* EXCERPT PROVIDED *
----------

37

What is the common way in Java to validate and convert a string of the form host:port into an instance of InetSocketAddress?

It would be nice if following criteria were met:

  • No address lookups;

  • Working for IPv4, IPv6, and "string" hostnames;
    (For IPv4 it's ip:port, for IPv6 it's [ip]:port, right? Is there some RFC which defines all these schemes?)

  • Preferable without parsing the string by hand.
    (I'm thinking about all those special cases, when someone think he knows all valid forms of socket addresses, but forgets about "that special case" which leads to unexpected results.)

java.is.for.desktop
  • 10,748
  • 12
  • 69
  • 103

8 Answers8

59

I myself propose one possible workaround solution.

Convert a string into URI (this would validate it automatically) and then query the URI's host and port components.

Sadly, an URI with a host component MUST have a scheme. This is why this solution is "not perfect".

----------

* LISTED RECORDS *
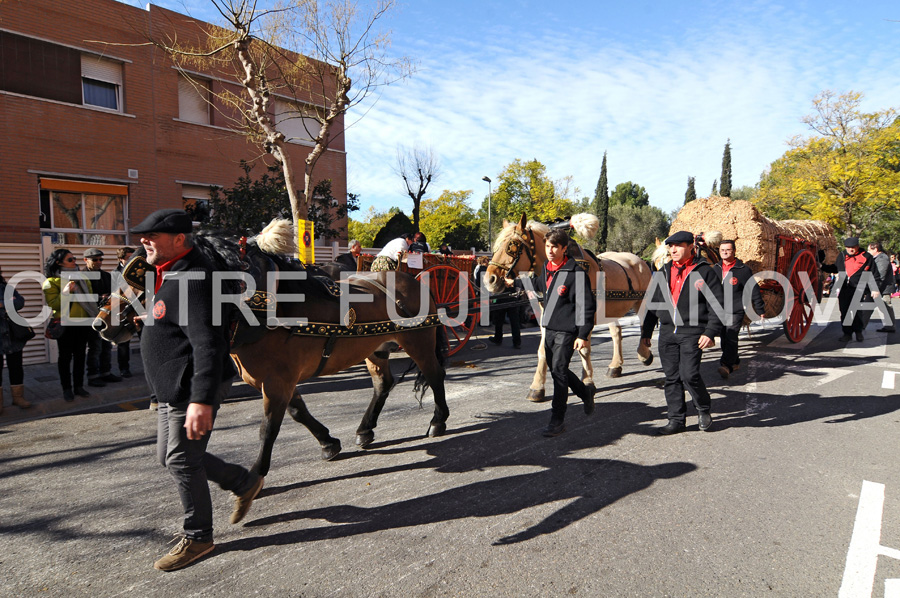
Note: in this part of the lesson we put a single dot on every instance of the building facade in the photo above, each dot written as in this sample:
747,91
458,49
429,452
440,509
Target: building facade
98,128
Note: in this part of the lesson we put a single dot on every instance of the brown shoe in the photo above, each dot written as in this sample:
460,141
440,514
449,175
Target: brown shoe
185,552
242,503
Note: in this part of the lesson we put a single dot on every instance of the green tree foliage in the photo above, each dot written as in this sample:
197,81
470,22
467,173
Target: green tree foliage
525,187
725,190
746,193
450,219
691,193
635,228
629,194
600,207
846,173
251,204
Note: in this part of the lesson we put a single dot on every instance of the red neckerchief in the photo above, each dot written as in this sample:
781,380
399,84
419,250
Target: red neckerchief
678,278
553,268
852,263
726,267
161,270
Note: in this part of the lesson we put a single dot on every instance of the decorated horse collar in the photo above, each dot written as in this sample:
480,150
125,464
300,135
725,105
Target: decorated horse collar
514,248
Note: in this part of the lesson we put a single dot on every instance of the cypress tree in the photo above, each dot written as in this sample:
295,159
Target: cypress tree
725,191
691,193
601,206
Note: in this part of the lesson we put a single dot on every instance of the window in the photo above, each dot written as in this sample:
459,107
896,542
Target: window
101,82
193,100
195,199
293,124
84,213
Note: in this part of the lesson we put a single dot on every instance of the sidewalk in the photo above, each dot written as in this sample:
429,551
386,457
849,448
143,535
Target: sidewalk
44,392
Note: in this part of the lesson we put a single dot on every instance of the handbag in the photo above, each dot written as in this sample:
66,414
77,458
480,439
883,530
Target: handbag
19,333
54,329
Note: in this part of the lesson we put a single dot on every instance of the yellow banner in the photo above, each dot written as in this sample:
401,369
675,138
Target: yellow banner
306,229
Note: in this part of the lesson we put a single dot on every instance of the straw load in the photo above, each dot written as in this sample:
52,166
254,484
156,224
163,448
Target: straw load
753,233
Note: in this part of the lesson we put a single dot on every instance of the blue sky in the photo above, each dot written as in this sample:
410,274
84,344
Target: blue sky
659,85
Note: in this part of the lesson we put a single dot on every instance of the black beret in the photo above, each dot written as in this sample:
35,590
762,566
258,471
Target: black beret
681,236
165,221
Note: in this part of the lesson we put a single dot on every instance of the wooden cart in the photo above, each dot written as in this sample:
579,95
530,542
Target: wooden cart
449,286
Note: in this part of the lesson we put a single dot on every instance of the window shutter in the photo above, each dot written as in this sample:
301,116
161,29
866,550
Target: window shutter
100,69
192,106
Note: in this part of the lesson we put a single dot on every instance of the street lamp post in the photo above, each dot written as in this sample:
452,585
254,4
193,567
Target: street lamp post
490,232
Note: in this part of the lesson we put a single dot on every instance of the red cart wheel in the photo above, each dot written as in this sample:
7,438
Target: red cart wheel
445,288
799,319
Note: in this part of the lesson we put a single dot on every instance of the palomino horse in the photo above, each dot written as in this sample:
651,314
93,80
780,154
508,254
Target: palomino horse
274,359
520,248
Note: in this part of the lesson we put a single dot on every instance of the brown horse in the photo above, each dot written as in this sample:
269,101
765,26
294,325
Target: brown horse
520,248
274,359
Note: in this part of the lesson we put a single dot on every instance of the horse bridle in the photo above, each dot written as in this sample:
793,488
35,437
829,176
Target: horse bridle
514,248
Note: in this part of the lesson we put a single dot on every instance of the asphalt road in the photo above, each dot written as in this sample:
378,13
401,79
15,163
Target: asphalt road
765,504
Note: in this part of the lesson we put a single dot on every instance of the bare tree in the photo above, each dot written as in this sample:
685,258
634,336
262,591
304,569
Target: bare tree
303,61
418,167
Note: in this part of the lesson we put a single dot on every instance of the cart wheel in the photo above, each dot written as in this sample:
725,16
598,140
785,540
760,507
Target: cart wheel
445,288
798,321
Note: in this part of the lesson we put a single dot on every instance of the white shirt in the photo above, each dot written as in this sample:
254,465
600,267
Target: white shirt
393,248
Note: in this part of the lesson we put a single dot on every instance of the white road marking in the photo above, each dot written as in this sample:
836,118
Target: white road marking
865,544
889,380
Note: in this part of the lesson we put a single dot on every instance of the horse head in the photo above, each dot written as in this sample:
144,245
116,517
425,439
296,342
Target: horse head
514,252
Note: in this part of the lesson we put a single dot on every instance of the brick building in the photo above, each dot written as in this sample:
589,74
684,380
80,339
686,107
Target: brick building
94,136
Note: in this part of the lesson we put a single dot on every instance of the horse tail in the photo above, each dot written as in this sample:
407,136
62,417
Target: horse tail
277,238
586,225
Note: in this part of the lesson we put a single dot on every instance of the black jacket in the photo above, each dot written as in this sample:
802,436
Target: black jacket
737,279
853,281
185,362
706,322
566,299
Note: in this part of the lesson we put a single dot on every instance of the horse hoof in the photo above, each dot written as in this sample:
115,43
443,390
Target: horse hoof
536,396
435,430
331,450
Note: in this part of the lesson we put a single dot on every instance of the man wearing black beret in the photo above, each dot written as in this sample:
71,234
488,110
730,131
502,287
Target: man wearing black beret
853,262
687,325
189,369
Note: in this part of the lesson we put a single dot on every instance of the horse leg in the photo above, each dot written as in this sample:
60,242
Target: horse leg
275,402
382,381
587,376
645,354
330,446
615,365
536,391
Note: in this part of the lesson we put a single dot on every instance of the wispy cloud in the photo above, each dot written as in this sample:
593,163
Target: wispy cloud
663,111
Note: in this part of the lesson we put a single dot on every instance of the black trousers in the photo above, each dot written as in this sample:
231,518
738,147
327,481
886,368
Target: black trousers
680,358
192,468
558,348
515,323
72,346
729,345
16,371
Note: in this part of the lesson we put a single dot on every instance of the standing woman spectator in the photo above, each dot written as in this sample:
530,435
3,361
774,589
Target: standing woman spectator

----------

* REQUIRED ACTIONS *
[A] Please write out the passage of the host:port parsing thread between "It would be" and "string by hand.", inclusive, with every word kept as it stands.
[B] Extend the thread on converting host:port strings to InetSocketAddress, starting right after its last sentence.
You won't need the entries for this.

* EXPECTED ANSWERS *
[A]
It would be nice if following criteria were met:

  • No address lookups;

  • Working for IPv4, IPv6, and "string" hostnames;
    (For IPv4 it's ip:port, for IPv6 it's [ip]:port, right? Is there some RFC which defines all these schemes?)

  • Preferable without parsing the string by hand.

[B]
String string = ... // some string which has to be validated

try {
  // WORKAROUND: add any scheme to make the resulting URI valid.
  URI uri = new URI("my://" + string); // may throw URISyntaxException
  String host = uri.getHost();
  int port = uri.getPort();

  if (uri.getHost() == null || uri.getPort() == -1) {
    throw new URISyntaxException(uri.toString(),
      "URI must have host and port parts");
  }

  // here, additional checks can be performed, such as
  // presence of path, query, fragment, ...


  // validation succeeded
  return new InetSocketAddress (host, port);

} catch (URISyntaxException ex) {
  // validation failed
}

This solution needs no custom string parsing, works with IPv4 (1.1.1.1:123), IPv6 ([::0]:123) and host names (my.host.com:123).

Accidentally, this solution is well suited for my scenario. I was going to use URI schemes anyway.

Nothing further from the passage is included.